+++ Quoted text +++

Lingerers, Admirers, and Silent Girl

by A Lady

I’m writing on behalf of A Few Friends, as we’re all dealing with this issue: our friend Asdf has been bringing her cousin Qwerty to hang out, and Qwerty takes a lot of energy to be around, to put it mildly. This person 1) only talks to the men in a group (she is straight) and barely makes eye contact with the women; 2) likes to start conversations about “that time I swear I almost turned a gay guy straight lol” and “that time in college I was topless lol” and will drop these subjects into the conversation regardless of the topic; 3) gets pissy when people (in particular, Asdf) don’t pay full attention to her and then drives off drunk in a huff because “people were mean to [her],” leading Asdf to stay up all night worrying about her safety.

Basically, she’s not a malicious person, she just seems self-centered and immature, and fulfills those stereotypes of females desperately needing male attention for validation, or what have you. Which, I know, she is a person and not a caricature, but as women who have spent our lives fighting these stereotypes, it’s a little grating. Our problem is that it’s getting tricky to invite our friend Asdf to events, because her answer is inevitably “Okay, I’ll invite Qwerty!” and, well, we don’t have the energy to deal with Qwerty. Both Qwerty and Asdf will be around for a while, so it looks like our options are 1) Start being sneaky about planning events, 2) Say something to Asdf (but people have done this in the past and it hasn’t gone down well because, Family), or 3) Suck it up and have infinite wells of patience. I am trying to be a good person and pick option three, but it’s hard to muster up the energy all the time. What to do? And if I’m being short-sighted or selfish about anything, please tell me!

Oh boy. This Lady would like to put forth the opinion that, with some reasonable exceptions (see below), socializing as an adult is about compromise — that is, giving up on the idea that you can somehow engineer your social calendar to be free from Awkward People, Slightly Racist People, People Who Don’t Pay Their Fair Share of the Check, People with Body Odor, People Who Stay Too Long after Dinner*, Couples with Annoying Children, Couples Without Children Who are Too Proud of Their Childlessness, Loud Talkers, Open Mouth Chewers, The Guy Who Always Needs a Ride, and Tim’s Republican Girlfriend.

+++

Given problem
In the advice column above, what does Asdf do after Qwerty drives off drunk in a huff?

+++ Given data +++

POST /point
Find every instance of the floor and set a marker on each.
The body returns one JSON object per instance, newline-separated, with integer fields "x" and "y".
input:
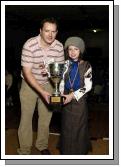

+++

Task answer
Asdf stays up all night worrying about Qwerty's safety.